Text segment:
◇ ◇ ◇ ◇ ◇
Partisans have always had a problem with The Gleaner. JLP handlers had a problem with the paper when Bruce Golding was in power, and some PNP handlers now have a problem with the paper, but a keen content analysis of The Gleaner will reveal no anti-PNP agenda. Yes, its editorials take Prime Minister Portia Simpson Miller to task. But that is the absolute right and prerogative of a media house.

A newspaper can have a point of view. That's defensible. What's not defensible is not providing opportunity for rebuttal or enunciation of another view. No one can accuse The Gleaner of that. It gave pride of place recently to, in my view, an unnecessarily strident and overly defensive piece by PM adviser Delano Franklyn, a normally well-reasoned person.

The Observer, in my view, crosses the line in its indelicate promotion of its owner's interests, but again a content analysis shows that it generally provides fair coverage to the political parties and to public issues. It carries anti-Portia columnists like Mark Wignall and publishes Ken Chaplin, who no one could accuse of being PNP, but it also publishes Claude Robinson (my favourite columnist), Chris Burns (whom I always read), Michael Burke and Howard Gregory, who are by no means anti-PNP. Nor do its editorials take a decidedly partisan line. (Incidentally, The Gleaner's editorial criticisms of the prime minister must not be conflated with an anti-PNP position).

HARD-HITTING WOMEN

In electronic media, you have that first-rate journalist and radio and television host, Dionne Jackson Miller, a model of fairness, balance, decorum and intelligence. You don't get more impartial and even-handed than that. Yes, she could be more edgy and provocative, but styles differ. Many believe Emily Crooks has too much of that and behaves as though she is on steroids. Some say she is plain rude and often out of order.

But, in my view, Emily Crooks is one of our finest journalists and should long have been named Journalist of the Year. Jamaica needs provocateurs like Emily Crooks. Emily has a passion for news and public affairs that is unsurpassed. She is an investigative journalist at heart. She brings energy to journalism that is irresistible. I am glued in the mornings. She is not a partisan. The fact that she might not be fond of Portia Simpson Miller or her Government is not a journalistic sin.

Emily has a right to strongly disagree with the prime minister, and if she feels Portia is not doing a good job, she has an absolute right to say so. I will defend that right of hers. Why do we hate genuinely independent (or contrary) views in this country and always seek to malign those how hold them? Why do we always crave an echo chamber?

I like Portia Simpson Miller and know, not feel, she means Jamaica well. If Emily disagrees with me, that does not detract from her professionalism and excellence as a journalist. We don't like contrarians. But we need them. The Jamaican press is all the richer and, indeed, is indebted to contrarians like Gordon Robinson and Ronnie Mason, two of the most provocative, irreverent and disconcerting commentators in Jamaica today. We must cherish them. You don't have to like what they say, but I can't help admiring the spirit of fearlessness, daring, and, yes, cynicism that they exemplify - even when I am at the bitter end of it. But such is the inconvenience of free expression.

But we don't really respect democracy and a plurality for views in this country. We mouth it in the right for a, but in our heart of hearts, we resent people who don't toe a particular line. That is why we are contemptuous of people like Emily Crooks, Gordon Robinson and Ronnie Mason and why they are so regularly abused by people on both sides. (Though Emily is enjoying a reprieve from Labourites now!)

I salute young, outstanding journalists like George Davis, Abka Fitz-Henley (Watch these two!) and Kirk Wright. Kirk has a passion for stories about our inner cities unequalled by anyone else in our media fraternity.

A country which has such journalists as Cliff Hughes and Earl Moxam has every reason to be proud. These journalists can hold their own anywhere in the world. And to my own editors who are cosmopolitan enough in this anti-intellectual environment to allow my particular brand of column writing to have full expression, I say, big up, guys, at the close of National Journalism Week.
◇ ◇ ◇ ◇ ◇
Recorded information:
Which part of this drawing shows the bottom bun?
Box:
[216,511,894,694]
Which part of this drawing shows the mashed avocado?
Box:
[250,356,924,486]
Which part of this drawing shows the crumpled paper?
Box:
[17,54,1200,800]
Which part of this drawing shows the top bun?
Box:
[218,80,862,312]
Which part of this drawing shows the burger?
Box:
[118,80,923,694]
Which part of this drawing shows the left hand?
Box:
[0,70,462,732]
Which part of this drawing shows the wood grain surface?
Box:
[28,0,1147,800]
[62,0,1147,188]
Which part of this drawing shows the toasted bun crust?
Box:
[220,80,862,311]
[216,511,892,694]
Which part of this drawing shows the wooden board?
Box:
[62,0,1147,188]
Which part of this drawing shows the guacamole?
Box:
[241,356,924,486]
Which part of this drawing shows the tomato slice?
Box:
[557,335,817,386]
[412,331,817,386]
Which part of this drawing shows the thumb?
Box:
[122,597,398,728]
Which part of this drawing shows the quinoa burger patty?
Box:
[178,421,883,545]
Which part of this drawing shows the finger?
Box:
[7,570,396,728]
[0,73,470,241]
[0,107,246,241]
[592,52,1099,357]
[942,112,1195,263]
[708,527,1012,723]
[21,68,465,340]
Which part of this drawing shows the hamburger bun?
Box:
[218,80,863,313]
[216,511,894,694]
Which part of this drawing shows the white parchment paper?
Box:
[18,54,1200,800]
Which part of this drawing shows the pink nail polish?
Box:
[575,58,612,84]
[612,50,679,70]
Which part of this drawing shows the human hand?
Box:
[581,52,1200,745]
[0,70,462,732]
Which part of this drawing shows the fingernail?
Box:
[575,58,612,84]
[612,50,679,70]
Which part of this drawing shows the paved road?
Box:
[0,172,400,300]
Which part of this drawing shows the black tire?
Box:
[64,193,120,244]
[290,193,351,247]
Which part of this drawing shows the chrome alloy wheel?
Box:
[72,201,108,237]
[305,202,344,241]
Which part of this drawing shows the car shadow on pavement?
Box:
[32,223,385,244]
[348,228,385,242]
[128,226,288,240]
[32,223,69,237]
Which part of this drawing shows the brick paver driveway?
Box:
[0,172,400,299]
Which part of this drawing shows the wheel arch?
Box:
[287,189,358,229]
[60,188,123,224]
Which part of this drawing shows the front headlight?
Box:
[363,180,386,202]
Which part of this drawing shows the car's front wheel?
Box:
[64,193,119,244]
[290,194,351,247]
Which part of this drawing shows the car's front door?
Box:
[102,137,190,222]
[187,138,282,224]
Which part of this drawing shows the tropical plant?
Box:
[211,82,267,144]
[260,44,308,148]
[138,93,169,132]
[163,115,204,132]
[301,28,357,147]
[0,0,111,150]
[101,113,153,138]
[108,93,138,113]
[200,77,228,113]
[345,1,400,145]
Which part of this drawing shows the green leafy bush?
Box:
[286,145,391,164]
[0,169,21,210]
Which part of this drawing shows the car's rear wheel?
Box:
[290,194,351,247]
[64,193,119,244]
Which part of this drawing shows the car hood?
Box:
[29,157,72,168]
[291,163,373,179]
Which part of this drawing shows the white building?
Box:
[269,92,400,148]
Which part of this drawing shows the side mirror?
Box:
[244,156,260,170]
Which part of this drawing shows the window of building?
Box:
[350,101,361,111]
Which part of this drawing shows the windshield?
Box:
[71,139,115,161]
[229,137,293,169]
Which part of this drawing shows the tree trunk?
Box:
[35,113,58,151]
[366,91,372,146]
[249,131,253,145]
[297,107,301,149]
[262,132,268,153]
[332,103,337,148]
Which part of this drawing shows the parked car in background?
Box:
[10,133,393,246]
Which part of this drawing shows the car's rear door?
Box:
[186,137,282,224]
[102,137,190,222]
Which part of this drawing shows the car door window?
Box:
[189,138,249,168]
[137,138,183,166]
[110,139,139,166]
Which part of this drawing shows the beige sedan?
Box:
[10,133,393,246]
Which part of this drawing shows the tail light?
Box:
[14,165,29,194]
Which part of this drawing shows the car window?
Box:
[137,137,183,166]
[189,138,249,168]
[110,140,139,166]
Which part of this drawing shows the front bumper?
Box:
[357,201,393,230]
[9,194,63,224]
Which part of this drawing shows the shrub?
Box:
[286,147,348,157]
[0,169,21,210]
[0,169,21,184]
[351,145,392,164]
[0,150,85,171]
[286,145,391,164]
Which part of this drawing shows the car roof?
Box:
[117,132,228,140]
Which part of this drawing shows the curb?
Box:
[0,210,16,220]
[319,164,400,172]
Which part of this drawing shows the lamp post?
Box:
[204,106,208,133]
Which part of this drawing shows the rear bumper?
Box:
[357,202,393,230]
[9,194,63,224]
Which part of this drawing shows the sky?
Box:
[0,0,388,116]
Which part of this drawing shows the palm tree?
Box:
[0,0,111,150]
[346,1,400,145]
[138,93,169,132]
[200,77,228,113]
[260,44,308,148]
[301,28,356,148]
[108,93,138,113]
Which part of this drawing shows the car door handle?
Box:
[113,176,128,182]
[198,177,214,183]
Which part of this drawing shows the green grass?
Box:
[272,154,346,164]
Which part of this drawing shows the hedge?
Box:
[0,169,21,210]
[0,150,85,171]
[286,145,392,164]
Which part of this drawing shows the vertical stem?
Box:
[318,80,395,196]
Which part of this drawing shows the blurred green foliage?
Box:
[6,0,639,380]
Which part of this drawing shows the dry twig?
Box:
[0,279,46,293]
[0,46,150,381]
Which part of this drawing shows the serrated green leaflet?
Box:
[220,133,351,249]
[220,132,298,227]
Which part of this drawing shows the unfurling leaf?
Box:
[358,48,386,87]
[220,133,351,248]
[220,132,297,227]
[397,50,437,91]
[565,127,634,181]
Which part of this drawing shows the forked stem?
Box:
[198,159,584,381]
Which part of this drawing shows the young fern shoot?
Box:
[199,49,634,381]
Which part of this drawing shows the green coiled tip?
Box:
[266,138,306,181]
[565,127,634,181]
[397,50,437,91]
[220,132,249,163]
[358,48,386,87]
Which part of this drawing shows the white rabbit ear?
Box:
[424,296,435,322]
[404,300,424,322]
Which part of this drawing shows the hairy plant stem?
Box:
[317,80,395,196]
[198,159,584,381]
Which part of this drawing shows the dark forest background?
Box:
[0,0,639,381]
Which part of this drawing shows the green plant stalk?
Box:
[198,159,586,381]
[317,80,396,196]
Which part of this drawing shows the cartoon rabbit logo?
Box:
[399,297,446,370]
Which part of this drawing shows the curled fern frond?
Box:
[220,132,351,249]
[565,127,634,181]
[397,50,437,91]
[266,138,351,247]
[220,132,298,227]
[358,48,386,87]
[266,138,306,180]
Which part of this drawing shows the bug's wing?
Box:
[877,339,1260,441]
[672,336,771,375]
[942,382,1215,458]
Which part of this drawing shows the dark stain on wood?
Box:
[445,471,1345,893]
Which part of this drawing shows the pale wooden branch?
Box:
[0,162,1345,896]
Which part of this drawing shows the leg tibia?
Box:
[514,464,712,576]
◇ ◇ ◇ ◇ ◇
What you should do:
Quote the passage from the column on the Jamaican press above, between "I like Portia" and "of free expression.", inclusive.

Output:
I like Portia Simpson Miller and know, not feel, she means Jamaica well. If Emily disagrees with me, that does not detract from her professionalism and excellence as a journalist. We don't like contrarians. But we need them. The Jamaican press is all the richer and, indeed, is indebted to contrarians like Gordon Robinson and Ronnie Mason, two of the most provocative, irreverent and disconcerting commentators in Jamaica today. We must cherish them. You don't have to like what they say, but I can't help admiring the spirit of fearlessness, daring, and, yes, cynicism that they exemplify - even when I am at the bitter end of it. But such is the inconvenience of free expression.